◆ PROBLEM STATEMENT: From the line that contains "Would you be able to mark the hand" to the last line of the entries, write each line out exactly; include both ends and nothing else.

------ DATA FOR REVIEW

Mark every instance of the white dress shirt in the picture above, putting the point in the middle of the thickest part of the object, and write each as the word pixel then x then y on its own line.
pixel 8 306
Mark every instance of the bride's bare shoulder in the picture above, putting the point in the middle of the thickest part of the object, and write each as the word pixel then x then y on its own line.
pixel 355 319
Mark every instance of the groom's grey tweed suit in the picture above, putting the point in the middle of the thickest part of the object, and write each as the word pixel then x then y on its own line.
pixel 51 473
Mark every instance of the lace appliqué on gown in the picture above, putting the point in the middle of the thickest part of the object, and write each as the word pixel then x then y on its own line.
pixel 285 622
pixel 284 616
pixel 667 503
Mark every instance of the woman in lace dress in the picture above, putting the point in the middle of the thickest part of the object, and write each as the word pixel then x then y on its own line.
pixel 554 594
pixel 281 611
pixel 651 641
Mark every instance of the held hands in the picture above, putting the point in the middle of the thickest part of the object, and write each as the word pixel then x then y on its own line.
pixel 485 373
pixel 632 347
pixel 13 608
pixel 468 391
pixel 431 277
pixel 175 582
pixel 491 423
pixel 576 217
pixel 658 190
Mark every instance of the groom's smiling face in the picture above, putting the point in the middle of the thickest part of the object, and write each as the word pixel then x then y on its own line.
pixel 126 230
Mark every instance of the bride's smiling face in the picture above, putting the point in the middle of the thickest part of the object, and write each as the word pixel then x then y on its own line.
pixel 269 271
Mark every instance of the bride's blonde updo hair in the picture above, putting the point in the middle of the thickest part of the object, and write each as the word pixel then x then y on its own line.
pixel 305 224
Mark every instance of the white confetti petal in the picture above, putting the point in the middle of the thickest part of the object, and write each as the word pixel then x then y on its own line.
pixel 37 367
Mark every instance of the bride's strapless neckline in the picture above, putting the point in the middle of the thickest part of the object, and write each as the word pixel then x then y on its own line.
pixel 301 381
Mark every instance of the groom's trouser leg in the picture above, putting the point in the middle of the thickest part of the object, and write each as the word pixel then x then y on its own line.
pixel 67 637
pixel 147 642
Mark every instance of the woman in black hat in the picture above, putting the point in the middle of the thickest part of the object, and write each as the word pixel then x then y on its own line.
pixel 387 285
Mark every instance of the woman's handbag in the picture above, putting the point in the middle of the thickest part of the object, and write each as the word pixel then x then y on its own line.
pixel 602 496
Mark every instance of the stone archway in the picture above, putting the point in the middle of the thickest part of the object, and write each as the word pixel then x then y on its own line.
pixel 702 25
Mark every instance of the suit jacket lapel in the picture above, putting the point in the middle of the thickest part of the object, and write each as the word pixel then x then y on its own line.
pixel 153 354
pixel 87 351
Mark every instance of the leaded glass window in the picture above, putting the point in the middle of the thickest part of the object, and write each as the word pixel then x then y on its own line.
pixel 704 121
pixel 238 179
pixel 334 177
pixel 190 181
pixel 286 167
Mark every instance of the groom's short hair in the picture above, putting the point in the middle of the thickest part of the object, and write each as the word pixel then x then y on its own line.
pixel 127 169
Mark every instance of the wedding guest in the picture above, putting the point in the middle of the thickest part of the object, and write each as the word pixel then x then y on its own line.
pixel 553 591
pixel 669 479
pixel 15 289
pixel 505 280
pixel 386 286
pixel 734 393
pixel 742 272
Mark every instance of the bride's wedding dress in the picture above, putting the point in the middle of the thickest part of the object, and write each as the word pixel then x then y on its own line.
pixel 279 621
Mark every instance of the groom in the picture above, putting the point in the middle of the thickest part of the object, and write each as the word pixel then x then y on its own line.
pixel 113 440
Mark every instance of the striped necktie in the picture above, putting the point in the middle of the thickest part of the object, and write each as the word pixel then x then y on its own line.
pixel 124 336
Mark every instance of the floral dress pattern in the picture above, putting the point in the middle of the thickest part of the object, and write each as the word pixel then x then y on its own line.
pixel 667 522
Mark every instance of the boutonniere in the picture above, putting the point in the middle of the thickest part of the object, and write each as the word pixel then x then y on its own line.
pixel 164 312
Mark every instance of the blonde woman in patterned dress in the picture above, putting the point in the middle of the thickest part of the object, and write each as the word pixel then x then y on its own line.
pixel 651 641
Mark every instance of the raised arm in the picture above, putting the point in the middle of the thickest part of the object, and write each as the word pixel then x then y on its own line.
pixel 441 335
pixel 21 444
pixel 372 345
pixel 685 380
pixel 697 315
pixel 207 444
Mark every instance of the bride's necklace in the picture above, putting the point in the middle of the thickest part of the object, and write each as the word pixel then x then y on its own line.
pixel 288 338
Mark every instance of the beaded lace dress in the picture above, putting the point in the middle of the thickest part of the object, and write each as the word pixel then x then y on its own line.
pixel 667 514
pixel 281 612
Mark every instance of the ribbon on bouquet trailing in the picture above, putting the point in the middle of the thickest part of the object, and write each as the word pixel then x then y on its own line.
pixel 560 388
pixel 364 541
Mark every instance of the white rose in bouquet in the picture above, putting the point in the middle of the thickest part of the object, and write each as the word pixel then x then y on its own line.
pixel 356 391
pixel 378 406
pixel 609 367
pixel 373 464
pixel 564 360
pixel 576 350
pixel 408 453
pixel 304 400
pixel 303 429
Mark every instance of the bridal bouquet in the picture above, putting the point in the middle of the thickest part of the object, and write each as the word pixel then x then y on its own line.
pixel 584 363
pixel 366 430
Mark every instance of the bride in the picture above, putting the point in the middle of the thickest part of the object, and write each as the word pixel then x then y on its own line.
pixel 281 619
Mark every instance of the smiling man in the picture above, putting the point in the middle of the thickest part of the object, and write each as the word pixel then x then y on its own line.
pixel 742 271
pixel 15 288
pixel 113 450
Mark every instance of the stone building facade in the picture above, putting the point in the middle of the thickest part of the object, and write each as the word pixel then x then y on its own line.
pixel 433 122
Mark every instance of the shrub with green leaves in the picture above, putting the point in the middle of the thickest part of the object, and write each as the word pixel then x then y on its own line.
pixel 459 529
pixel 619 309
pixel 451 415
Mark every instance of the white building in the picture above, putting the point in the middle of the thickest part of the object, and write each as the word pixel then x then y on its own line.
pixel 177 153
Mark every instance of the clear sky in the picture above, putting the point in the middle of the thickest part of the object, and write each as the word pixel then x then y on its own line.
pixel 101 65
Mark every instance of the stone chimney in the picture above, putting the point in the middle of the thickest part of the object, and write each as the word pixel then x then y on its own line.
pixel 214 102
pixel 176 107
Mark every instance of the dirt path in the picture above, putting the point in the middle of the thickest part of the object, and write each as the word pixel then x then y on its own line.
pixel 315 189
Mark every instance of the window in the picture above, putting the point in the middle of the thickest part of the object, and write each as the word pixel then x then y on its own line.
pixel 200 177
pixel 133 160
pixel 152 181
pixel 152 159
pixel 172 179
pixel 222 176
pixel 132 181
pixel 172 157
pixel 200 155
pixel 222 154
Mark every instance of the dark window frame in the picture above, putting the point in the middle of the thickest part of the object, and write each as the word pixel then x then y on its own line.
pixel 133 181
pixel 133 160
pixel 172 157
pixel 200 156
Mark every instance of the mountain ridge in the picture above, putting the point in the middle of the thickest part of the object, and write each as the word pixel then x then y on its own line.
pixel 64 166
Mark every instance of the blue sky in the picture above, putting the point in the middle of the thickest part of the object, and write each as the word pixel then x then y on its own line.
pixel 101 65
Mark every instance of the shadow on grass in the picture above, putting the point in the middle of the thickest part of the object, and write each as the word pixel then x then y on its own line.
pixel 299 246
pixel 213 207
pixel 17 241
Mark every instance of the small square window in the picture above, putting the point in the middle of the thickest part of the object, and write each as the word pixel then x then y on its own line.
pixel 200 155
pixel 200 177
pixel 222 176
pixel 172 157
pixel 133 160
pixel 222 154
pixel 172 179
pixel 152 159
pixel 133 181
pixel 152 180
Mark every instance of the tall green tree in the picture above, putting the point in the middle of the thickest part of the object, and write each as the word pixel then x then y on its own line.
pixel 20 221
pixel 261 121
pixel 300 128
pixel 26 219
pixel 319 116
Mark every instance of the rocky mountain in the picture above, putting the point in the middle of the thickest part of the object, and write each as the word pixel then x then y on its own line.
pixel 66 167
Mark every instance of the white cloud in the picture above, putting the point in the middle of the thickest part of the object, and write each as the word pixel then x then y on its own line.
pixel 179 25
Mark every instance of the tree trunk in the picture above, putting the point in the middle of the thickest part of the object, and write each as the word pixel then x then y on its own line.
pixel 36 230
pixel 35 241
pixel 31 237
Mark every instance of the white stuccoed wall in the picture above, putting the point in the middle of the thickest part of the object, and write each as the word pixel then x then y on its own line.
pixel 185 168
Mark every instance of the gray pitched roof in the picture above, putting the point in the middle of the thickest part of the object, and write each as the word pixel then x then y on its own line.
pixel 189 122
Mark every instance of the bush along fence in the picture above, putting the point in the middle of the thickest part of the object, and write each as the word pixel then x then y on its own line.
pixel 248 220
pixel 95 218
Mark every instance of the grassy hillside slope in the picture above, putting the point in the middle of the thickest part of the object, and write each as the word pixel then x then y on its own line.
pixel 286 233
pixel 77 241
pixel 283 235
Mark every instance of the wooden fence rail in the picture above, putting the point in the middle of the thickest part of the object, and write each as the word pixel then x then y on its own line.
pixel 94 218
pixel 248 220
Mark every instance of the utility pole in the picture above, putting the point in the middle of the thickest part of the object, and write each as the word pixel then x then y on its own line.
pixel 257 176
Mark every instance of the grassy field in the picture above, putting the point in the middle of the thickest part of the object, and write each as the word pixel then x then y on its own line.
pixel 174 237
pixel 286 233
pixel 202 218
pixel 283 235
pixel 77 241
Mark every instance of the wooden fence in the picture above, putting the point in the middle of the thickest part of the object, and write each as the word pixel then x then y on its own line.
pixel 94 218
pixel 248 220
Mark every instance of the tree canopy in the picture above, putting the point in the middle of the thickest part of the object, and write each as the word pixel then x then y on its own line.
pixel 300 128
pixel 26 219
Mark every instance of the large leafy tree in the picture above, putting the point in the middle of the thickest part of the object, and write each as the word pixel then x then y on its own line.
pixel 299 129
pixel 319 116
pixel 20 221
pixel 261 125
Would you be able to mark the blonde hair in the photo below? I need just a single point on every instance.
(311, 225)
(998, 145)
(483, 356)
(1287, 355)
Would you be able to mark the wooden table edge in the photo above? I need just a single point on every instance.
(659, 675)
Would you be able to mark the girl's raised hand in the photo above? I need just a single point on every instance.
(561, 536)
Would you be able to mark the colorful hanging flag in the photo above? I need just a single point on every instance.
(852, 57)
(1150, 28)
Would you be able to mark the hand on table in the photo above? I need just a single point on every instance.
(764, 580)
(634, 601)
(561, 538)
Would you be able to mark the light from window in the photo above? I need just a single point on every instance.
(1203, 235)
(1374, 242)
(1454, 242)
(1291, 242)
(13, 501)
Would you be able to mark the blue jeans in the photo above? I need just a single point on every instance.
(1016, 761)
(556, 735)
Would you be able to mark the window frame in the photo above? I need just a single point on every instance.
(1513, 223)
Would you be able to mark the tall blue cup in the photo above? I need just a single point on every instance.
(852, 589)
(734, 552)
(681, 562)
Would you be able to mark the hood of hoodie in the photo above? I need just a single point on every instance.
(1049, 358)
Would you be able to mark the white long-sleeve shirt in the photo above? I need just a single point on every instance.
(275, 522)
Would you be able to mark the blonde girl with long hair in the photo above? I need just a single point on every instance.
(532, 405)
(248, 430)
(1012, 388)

------------

◆ EXERCISE RESPONSE:
Would you be able to mark the hand on table in the photo above? I need just a single point on every instance.
(764, 580)
(634, 601)
(561, 538)
Would you be able to mark the light from window in the photo above? I need just a single point on every instance.
(1203, 235)
(1374, 242)
(1454, 242)
(1291, 242)
(13, 501)
Would you be able to mark the blue jeans in the photo above? I need just a single point on every instance.
(1016, 761)
(556, 735)
Would you be able to mark the window frame in the photo above? I need just a single point on every instance.
(1513, 223)
Would you be able to mark the tall blue cup in the photo above? I need just a single point on every instance.
(852, 589)
(734, 552)
(681, 562)
Would you be able to mark the hood of hoodie in the photo above? I need just a single point on every instance.
(1049, 358)
Would you be able to mark the white long-sleeve shirt in the photo above? I need just a single point on every instance.
(275, 522)
Would you be able to mark the blonde girl with long hair in the photo above? I need just a single point on every instance.
(532, 405)
(248, 430)
(1012, 388)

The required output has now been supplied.